Supplied passage:
20. Technology has - in many ways, from the contraceptive pill to the iPod, the blog and the CCTV camera - expanded the space and power of the individual. To understand this better, look at the considerable lengths despotic regimes have gone to shut down social media and online connectivity in the face of social unrest. The Chinese reacted this way to the upheaval in Egypt fearing that knowledge of events in the Middle East might spark similar unrest in China.
Upheaval seems to be unstoppable at this stage in our civilization. There are too many changes occurring to which we can merely react rather than control or shape or direct. Surely it's this very loss of control that undermines structures entirely dependent on the maintenance of a reasonable degree of status quo. Our institutions have been too highly honed; they're all power and no torque. They're immensely strong but hopelessly brittle and easily shattered. They are matched to a very narrow band of circumstance that is proving ever harder and more costly to maintain.
I wonder how social anthropologists in 2110 will regard mankind's efforts and progress in the first half of this 21st century? What will their world look like a mere century from now? Will our population have returned to a sustainable two billion souls? How much of our planet will remain in a habitable state? How much will be uninhabitable, wasteland? What aspects of today's civilization will continue, what will be discarded or lost? How will societies be organized? Who will govern and how? What will remain in abundance, what will be scarce or gone for good? Will thousands of years of human achievement be preserved or will much of it also be lost?
The fact is we have no reliable basis for answering any of those questions. And because these fundamental issues will remain in play and because their currently unknowable outcome will define our civilization just a century hence, upheaval is inevitable. It may even become the norm as those who survive us struggle to establish a new, steady state.
The paradigm has shifted. We are now on the defensive even if we still cannot grasp that reality. There are too many chasing ever less. This is a game we cannot win with responses such as the "Green Revolution" that are mere conjuring acts. When I became a teenager, mankind was using but 63% of our planet's biocapacity. By 2007 we were using 151% of Earth's biocapacity.
How can we possibly be using more than our total biocapacity? That's easy and much of that is visible from space. It is visible in deforestation, the destruction of vaste swathes of forestland. It is visible in desertification, the exhaustion of once fertile farmland and its transformation into sterile, useless desert. It is now detectable in surface subsidence marking the steady emptying of our groundwater resources, our aquifers. It is discernible in the collapse of global fisheries and the way we "fish down the food chain" going on to the next less desirable species as the more desirable species are depleted, one by one. It is visible, tangible in so many ways.
We're rapidly approaching a "perfect storm" on biocapacity. We're already in a severe deficit on renewables even as several new stressors come into play. Already at 7-billion, we're now predicting that may climb beyond 10-billion. And, for each of those mouths, individual footprints grow ever larger. The masses of the "emerging economic superpowers" want more, expect more, demand more. They want more food. They want more meat. They want modern homes and cars and every other trapping of affluence. Yet, at the same time, the ravages of climate change - particularly cyclical floods and droughts - descend to cripple food production. That, in the face of all this, we still divert a good deal of our agricultural capacity to production of biofuels is proof positive of a world order that has turned deranged.

Rows from a dataset:
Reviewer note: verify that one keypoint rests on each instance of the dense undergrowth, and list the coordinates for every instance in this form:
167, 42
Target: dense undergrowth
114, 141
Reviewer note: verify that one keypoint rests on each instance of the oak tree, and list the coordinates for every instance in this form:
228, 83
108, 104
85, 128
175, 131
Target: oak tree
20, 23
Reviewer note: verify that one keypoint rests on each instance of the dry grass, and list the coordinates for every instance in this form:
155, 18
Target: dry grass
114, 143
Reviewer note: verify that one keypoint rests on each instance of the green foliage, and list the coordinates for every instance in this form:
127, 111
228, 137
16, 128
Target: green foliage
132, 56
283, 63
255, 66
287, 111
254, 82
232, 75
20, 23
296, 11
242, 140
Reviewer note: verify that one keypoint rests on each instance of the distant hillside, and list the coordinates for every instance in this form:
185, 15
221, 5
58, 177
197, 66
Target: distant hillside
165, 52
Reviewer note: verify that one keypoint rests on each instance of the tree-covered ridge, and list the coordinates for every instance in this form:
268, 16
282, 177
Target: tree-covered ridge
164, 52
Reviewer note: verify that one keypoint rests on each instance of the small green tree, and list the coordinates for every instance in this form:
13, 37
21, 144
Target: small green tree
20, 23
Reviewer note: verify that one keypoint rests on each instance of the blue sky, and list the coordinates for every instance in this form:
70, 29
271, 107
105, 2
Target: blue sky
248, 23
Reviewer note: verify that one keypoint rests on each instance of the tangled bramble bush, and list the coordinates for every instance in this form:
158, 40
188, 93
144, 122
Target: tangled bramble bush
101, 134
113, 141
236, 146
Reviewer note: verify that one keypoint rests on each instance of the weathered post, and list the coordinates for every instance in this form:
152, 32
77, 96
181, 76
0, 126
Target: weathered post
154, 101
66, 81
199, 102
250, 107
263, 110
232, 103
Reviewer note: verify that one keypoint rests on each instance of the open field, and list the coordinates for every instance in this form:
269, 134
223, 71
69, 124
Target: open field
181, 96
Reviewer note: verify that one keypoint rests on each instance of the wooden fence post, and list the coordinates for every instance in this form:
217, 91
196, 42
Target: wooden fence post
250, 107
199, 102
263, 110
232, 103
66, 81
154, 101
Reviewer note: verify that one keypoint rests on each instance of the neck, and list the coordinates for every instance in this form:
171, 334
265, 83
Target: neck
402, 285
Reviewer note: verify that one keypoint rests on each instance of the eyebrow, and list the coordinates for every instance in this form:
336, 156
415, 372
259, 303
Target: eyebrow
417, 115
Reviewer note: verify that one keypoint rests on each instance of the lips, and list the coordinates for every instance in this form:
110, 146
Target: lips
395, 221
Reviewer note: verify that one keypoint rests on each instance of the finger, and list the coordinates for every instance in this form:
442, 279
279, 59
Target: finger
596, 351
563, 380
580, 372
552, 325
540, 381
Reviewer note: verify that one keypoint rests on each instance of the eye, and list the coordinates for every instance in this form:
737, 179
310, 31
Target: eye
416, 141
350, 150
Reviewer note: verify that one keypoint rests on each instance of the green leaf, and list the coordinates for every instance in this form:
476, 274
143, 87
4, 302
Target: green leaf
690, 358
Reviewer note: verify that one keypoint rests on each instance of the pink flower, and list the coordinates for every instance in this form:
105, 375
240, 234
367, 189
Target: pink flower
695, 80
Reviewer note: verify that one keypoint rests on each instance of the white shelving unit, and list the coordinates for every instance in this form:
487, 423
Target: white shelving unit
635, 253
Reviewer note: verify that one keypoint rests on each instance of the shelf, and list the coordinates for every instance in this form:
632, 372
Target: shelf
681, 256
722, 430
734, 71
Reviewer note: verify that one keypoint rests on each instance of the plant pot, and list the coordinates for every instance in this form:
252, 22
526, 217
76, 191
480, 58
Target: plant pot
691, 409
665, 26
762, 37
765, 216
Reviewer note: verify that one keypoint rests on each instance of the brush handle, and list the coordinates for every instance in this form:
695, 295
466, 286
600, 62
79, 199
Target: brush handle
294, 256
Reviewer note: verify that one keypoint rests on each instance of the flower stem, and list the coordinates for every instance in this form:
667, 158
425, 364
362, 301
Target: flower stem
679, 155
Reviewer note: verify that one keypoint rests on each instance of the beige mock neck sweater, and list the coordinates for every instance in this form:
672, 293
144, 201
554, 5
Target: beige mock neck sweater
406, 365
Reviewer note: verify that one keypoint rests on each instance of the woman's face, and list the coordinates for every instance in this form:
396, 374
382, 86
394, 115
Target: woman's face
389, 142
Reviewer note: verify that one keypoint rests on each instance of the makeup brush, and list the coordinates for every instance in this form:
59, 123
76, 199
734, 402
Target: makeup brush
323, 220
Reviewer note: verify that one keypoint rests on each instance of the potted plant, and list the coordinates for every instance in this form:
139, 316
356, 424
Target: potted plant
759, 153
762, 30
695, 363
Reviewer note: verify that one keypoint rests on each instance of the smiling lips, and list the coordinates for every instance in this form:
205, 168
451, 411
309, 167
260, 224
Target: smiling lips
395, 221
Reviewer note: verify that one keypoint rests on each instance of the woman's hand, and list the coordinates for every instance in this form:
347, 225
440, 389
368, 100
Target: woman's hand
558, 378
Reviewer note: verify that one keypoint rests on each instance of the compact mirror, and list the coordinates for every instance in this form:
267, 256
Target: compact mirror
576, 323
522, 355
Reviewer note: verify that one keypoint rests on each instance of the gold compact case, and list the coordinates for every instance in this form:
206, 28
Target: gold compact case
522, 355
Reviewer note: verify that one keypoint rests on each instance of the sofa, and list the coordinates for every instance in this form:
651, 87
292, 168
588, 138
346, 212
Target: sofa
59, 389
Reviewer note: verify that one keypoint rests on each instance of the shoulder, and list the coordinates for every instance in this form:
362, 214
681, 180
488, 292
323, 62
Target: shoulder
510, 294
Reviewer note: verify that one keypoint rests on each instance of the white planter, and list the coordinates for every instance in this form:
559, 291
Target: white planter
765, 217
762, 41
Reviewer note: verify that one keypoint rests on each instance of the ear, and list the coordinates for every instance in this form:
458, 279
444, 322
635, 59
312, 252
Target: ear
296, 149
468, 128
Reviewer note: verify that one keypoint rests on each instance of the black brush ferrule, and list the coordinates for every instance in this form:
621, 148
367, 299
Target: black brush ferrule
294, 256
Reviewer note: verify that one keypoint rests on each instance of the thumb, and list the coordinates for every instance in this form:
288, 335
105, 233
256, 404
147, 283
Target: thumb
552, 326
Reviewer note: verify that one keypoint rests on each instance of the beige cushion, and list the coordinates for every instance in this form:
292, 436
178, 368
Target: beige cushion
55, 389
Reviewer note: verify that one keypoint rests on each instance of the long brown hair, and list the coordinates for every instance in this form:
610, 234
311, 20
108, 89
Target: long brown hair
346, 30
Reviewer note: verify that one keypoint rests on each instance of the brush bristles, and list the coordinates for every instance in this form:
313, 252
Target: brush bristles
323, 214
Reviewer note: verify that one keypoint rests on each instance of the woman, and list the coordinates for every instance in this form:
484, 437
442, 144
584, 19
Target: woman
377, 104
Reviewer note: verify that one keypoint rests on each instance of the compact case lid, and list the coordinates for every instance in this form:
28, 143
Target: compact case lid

Given problem 1:
The passage on biocapacity gives several ways in which our overuse of Earth's biocapacity can be seen. List them.
Given problem 2:
According to the passage on biocapacity, what percentage of Earth's biocapacity was mankind using by 2007?
Given problem 3:
Reproduce the passage on biocapacity word for word, starting with "We're rapidly approaching" and going on through "has turned deranged.".
These rows have no connection to the passage on biocapacity.

Finished answer 1:
- Deforestation
- Desertification
- Surface subsidence from the emptying of groundwater aquifers
- The collapse of global fisheries

Finished answer 2:
151%

Finished answer 3:
We're rapidly approaching a "perfect storm" on biocapacity. We're already in a severe deficit on renewables even as several new stressors come into play. Already at 7-billion, we're now predicting that may climb beyond 10-billion. And, for each of those mouths, individual footprints grow ever larger. The masses of the "emerging economic superpowers" want more, expect more, demand more. They want more food. They want more meat. They want modern homes and cars and every other trapping of affluence. Yet, at the same time, the ravages of climate change - particularly cyclical floods and droughts - descend to cripple food production. That, in the face of all this, we still divert a good deal of our agricultural capacity to production of biofuels is proof positive of a world order that has turned deranged.